GIVEN TEXT -

..........

A new book by Victoria Hislop is cause for some celebration and so, dear reader, I bought the hardback!

Victoria Hislop is the writer of many bestselling stories set in her beloved Greece, as well as a few concerned with lands further afield, particularly Granada in Spain. Greece has had a long and difficult history, and through the 20th century into the present times those dramatic, emotional and sometimes aggressive periods have continued. All this provides excellent material for any novelist, particularly one with a very Greek sort of passion for the country, including all its islands.

In 2020 the author was made an honorary citizen of Greece. Honorary? Does that mean she is a citizen or not I wonder and more interestingly she is on the British Committee for the reunification of the Parthenon (Elgin) Marbles. This is a subject that has suddenly become very topical. The new Victoria Hislop book was written before the present very political situation but it is, by chance, very relevant to the plot.

..........

Items from a labeling collection
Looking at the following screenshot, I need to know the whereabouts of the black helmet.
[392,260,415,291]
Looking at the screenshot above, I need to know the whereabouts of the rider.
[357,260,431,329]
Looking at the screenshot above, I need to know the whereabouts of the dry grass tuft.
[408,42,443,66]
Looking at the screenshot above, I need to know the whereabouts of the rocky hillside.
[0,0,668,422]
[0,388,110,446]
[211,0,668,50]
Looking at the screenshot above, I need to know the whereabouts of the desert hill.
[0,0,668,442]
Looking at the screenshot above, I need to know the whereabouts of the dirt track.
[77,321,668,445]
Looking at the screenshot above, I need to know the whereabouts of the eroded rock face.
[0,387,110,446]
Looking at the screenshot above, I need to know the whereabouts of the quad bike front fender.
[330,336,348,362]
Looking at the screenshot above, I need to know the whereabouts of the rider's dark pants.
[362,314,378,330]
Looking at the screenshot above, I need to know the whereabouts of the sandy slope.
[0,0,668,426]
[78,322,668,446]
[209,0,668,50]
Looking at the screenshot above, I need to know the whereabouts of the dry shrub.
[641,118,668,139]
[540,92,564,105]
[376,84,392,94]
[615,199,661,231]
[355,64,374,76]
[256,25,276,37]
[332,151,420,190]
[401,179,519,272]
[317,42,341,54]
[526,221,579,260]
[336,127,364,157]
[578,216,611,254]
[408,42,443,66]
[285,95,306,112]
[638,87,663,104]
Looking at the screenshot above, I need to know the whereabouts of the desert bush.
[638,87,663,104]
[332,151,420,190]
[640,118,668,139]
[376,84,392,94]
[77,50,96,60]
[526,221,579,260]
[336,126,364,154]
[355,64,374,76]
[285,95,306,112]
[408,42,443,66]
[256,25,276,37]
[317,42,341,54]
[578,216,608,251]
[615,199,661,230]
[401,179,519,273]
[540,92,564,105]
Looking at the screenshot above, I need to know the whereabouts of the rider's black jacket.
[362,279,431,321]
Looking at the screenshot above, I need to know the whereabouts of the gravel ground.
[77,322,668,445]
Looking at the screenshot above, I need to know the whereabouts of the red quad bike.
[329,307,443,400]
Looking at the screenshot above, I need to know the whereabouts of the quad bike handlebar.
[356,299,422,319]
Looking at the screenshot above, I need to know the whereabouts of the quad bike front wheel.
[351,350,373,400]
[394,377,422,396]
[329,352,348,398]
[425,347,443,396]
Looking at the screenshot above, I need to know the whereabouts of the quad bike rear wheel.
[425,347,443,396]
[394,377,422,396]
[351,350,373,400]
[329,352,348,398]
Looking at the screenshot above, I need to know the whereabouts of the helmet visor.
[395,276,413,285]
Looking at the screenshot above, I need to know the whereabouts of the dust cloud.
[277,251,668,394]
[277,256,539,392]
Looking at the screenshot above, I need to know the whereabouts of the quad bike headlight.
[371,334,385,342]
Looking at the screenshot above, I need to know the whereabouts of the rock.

..........

COMPLETE THE FOLLOWING -
1. Answer these questions from the text about Victoria Hislop:
(a) Which place in Spain is named as a particular setting for some of her stories?
(b) In what year was she made an honorary citizen of Greece?
(c) What committee does she sit on?
2. In the text about Victoria Hislop, how would you rewrite the paragraph beginning "Victoria Hislop is the writer" more briefly while keeping its main facts?
The entries have no connection to the text about Victoria Hislop.

ANSWERS PER TASK -
1.
(a) Granada.
(b) 2020.
(c) The British Committee for the reunification of the Parthenon (Elgin) Marbles.

2. Victoria Hislop has written many bestselling stories set in Greece, a country she loves, and a few set elsewhere, especially Granada in Spain. Greece's long, difficult history, whose dramatic, emotional and sometimes aggressive periods run from the 20th century to today, gives a novelist excellent material, particularly one with a very Greek passion for the country and its islands.